My journey from academia to the use of drones in public safety and emergency response
Drones for good – finally something that makes sense. As a member of the GenX generation and a woman in her 50s from rural small-town America who went to high school in the 80s, I finally gained the confidence to step up to the STEM window and look inside. I never thought over thirty years ago that I would be interested in drones let alone be a certified pilot and called upon to lead efforts in addressing use case needs.
My path to becoming a certified pilot is probably not unlike many others. As someone with a love of photography, I decided three years ago that if I was going to keep up with changing technology and available resources I would need to consider learning about drones. That fleeting spring day has made a tremendous impact on me personally and professionally. It never even crossed my mind that there would be other ways to use a drone and I certainly did not see myself leading any efforts. It also did not occur to me that I would soon find myself as one of the only women at a meeting, on a call, or a part of a first responder group as it relates to drones.

Excerpted records =>
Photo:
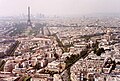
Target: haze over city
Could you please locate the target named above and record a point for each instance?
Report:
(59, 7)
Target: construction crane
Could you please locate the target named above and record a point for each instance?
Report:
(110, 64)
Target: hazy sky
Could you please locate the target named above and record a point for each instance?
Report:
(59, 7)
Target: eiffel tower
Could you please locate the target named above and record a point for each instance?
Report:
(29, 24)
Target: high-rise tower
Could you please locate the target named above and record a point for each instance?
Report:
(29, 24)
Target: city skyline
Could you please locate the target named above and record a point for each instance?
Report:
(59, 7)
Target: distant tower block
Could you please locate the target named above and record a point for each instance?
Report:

==

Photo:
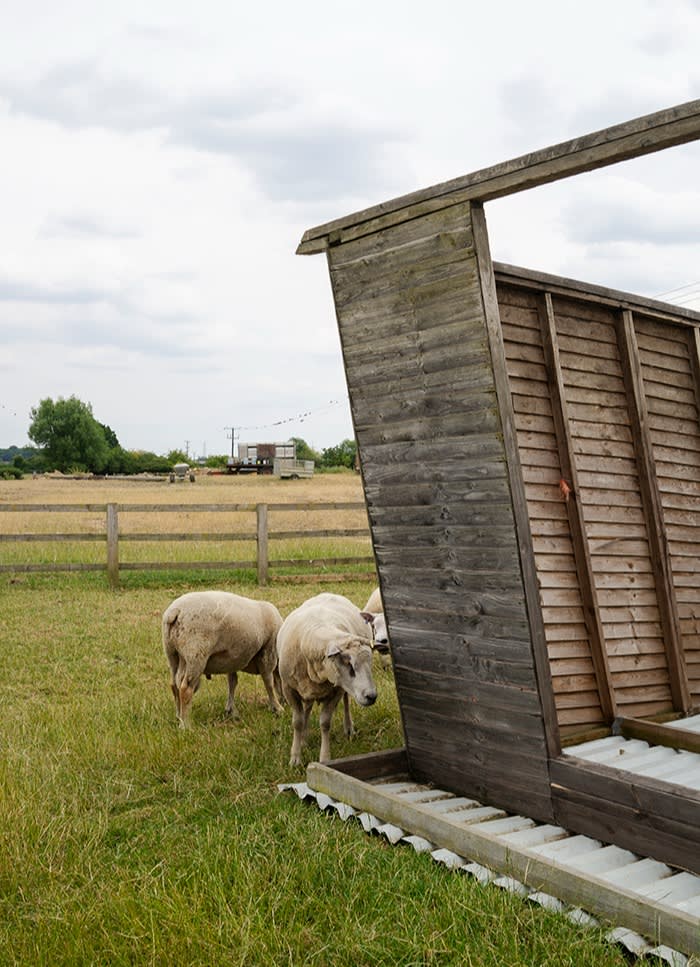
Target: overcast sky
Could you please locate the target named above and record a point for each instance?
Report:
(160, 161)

Work to complete =>
**1)** Render this sentence from the passage about drones in Spanish: "That fleeting spring day has made a tremendous impact on me personally and professionally."
**2)** Reproduce the stretch of the passage about drones from "My path to becoming" through "relates to drones.".
The listing has no connection to the passage about drones.

Answers to the exercises =>
**1)** Aquel fugaz día de primavera ha tenido un impacto enorme en mí, tanto en lo personal como en lo profesional.

**2)**
My path to becoming a certified pilot is probably not unlike many others. As someone with a love of photography, I decided three years ago that if I was going to keep up with changing technology and available resources I would need to consider learning about drones. That fleeting spring day has made a tremendous impact on me personally and professionally. It never even crossed my mind that there would be other ways to use a drone and I certainly did not see myself leading any efforts. It also did not occur to me that I would soon find myself as one of the only women at a meeting, on a call, or a part of a first responder group as it relates to drones.